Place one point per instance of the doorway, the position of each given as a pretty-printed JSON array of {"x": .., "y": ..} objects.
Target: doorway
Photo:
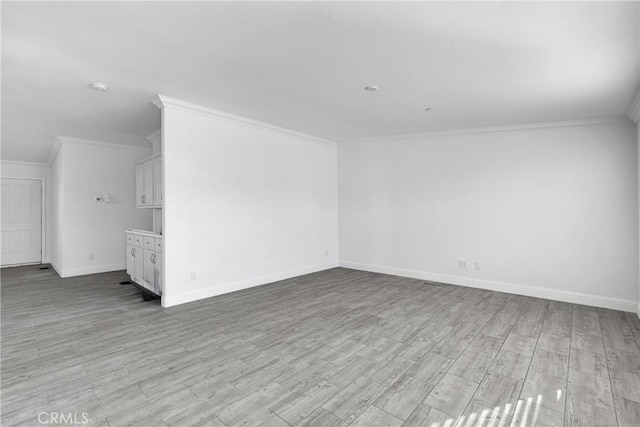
[{"x": 21, "y": 225}]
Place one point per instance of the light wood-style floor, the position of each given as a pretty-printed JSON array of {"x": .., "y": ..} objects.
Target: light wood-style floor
[{"x": 335, "y": 348}]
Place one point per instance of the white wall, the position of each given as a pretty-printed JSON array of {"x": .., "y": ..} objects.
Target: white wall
[
  {"x": 57, "y": 212},
  {"x": 39, "y": 171},
  {"x": 638, "y": 163},
  {"x": 547, "y": 212},
  {"x": 84, "y": 228},
  {"x": 244, "y": 205}
]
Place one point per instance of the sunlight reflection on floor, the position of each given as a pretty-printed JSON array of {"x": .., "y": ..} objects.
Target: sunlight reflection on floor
[{"x": 525, "y": 413}]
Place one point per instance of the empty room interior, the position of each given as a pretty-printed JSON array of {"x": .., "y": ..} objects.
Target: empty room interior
[{"x": 313, "y": 213}]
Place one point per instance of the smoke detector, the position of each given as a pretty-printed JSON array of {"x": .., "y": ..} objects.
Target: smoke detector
[{"x": 100, "y": 87}]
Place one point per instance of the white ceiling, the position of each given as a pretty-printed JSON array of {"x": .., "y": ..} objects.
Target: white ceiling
[{"x": 303, "y": 65}]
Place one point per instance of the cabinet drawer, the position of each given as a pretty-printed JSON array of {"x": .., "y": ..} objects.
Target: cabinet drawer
[{"x": 149, "y": 242}]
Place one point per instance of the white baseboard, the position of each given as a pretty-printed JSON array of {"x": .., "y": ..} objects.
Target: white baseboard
[
  {"x": 208, "y": 292},
  {"x": 531, "y": 291},
  {"x": 56, "y": 268},
  {"x": 81, "y": 271}
]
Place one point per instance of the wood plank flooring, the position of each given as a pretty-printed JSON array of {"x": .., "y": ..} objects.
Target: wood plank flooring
[{"x": 335, "y": 348}]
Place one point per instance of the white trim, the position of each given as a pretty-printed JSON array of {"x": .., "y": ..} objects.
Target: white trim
[
  {"x": 208, "y": 292},
  {"x": 162, "y": 101},
  {"x": 62, "y": 138},
  {"x": 155, "y": 136},
  {"x": 55, "y": 149},
  {"x": 612, "y": 121},
  {"x": 71, "y": 272},
  {"x": 634, "y": 109},
  {"x": 531, "y": 291},
  {"x": 21, "y": 163}
]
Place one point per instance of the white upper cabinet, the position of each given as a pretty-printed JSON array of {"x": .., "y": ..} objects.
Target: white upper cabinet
[
  {"x": 157, "y": 181},
  {"x": 149, "y": 183},
  {"x": 139, "y": 185}
]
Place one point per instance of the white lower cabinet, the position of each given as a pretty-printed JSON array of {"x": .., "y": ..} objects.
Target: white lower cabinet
[
  {"x": 144, "y": 260},
  {"x": 157, "y": 269}
]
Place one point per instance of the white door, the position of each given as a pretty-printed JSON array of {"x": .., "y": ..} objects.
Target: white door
[
  {"x": 149, "y": 275},
  {"x": 157, "y": 265},
  {"x": 148, "y": 184},
  {"x": 131, "y": 261},
  {"x": 21, "y": 221}
]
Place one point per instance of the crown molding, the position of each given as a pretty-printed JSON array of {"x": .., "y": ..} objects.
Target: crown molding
[
  {"x": 23, "y": 163},
  {"x": 155, "y": 136},
  {"x": 610, "y": 121},
  {"x": 162, "y": 101},
  {"x": 634, "y": 110}
]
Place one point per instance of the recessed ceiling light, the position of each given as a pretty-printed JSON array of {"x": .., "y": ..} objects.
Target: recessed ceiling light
[{"x": 100, "y": 87}]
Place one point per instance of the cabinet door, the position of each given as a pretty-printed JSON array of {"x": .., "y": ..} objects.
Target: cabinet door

━━━━━━

▶ **Aim**: Reproduce every row above word for word, but leave out the pictures.

▶ **Final answer**:
Place one point per instance of the doorway, the position of each given as a pretty-printed JSON array of {"x": .., "y": ..} objects.
Target: doorway
Photo:
[{"x": 21, "y": 225}]
Place one point per instance of the light wood-style floor, the position of each given as a pretty-printed JSON array of {"x": .., "y": ..} objects.
Target: light wood-style floor
[{"x": 335, "y": 348}]
Place one point per instance of the white wall, the position of each given as a pretty-printed JSON array of {"x": .., "y": ..} objects.
Target: white wall
[
  {"x": 57, "y": 212},
  {"x": 39, "y": 171},
  {"x": 638, "y": 163},
  {"x": 547, "y": 212},
  {"x": 84, "y": 228},
  {"x": 244, "y": 205}
]
Place one point per instance of the sunlight reflection on floor, the position of each given as a pretty-printed JSON array of {"x": .., "y": ..} objects.
Target: sunlight reflection on floor
[{"x": 525, "y": 413}]
Place one point per instance of the empty room interior, the position of each given as a pretty-printed JSON array of {"x": .., "y": ..} objects.
Target: empty room interior
[{"x": 313, "y": 213}]
Place one point per instance of the smoke detector, the position of each given as a pretty-printed JSON array of {"x": .., "y": ..} objects.
Target: smoke detector
[{"x": 100, "y": 87}]
Place one point per instance of the white ceiling, the position of each given as a pretty-printed JSON array of {"x": .., "y": ..} objects.
Target: white ceiling
[{"x": 303, "y": 65}]
Place one point per instance of the cabinet drawer, the position of each given as a pretty-printed JSON array of {"x": .., "y": ..} objects.
Target: cabinet drawer
[{"x": 149, "y": 242}]
Place one point per instance of the white baseboard, the position of each given as a pretty-printed JSON array of {"x": .., "y": ..} objects.
Target: white baseboard
[
  {"x": 208, "y": 292},
  {"x": 531, "y": 291},
  {"x": 56, "y": 268},
  {"x": 81, "y": 271}
]
Place one point per instance of the wood plank flooring, the position of each given as a pretty-printed JSON array of {"x": .., "y": ..} objects.
Target: wood plank flooring
[{"x": 335, "y": 348}]
Place one point per instance of the white trim, the position of each given as a pretty-printed JSON array of {"x": .., "y": ..} objects.
Target: white trim
[
  {"x": 208, "y": 292},
  {"x": 162, "y": 101},
  {"x": 62, "y": 138},
  {"x": 155, "y": 136},
  {"x": 55, "y": 149},
  {"x": 612, "y": 121},
  {"x": 71, "y": 272},
  {"x": 634, "y": 109},
  {"x": 531, "y": 291},
  {"x": 21, "y": 163}
]
Place one point per instance of the white upper cabinet, the position of each given as a pretty-printed JSON array of {"x": .., "y": ..} objects.
Target: white upper cabinet
[
  {"x": 157, "y": 181},
  {"x": 149, "y": 183},
  {"x": 139, "y": 185}
]
Place one point per instance of the white lower cabinet, the position of each given as a pretty-printed JSON array of {"x": .., "y": ..} objects.
Target: white lower cabinet
[
  {"x": 144, "y": 260},
  {"x": 157, "y": 269}
]
Place one point per instance of the white door, the position of each given as a pretty-printed JSON array of {"x": .., "y": ..} objects.
Target: white door
[
  {"x": 149, "y": 275},
  {"x": 157, "y": 265},
  {"x": 148, "y": 184},
  {"x": 131, "y": 261},
  {"x": 21, "y": 221}
]
Place one point per instance of the crown molding, the position of each given as a pretty-printed JSON array of {"x": .., "y": ..} objects.
Target: crown molding
[
  {"x": 23, "y": 163},
  {"x": 155, "y": 136},
  {"x": 610, "y": 121},
  {"x": 162, "y": 101},
  {"x": 634, "y": 110}
]
Place one point per instance of the recessed ceiling light, the position of each given as a pretty-printed JSON array of {"x": .., "y": ..} objects.
Target: recessed ceiling light
[{"x": 100, "y": 87}]
Place one point per instance of the cabinet door, the position of each given as a pretty-printed JSON array of {"x": .., "y": ..} objects.
Target: cabinet door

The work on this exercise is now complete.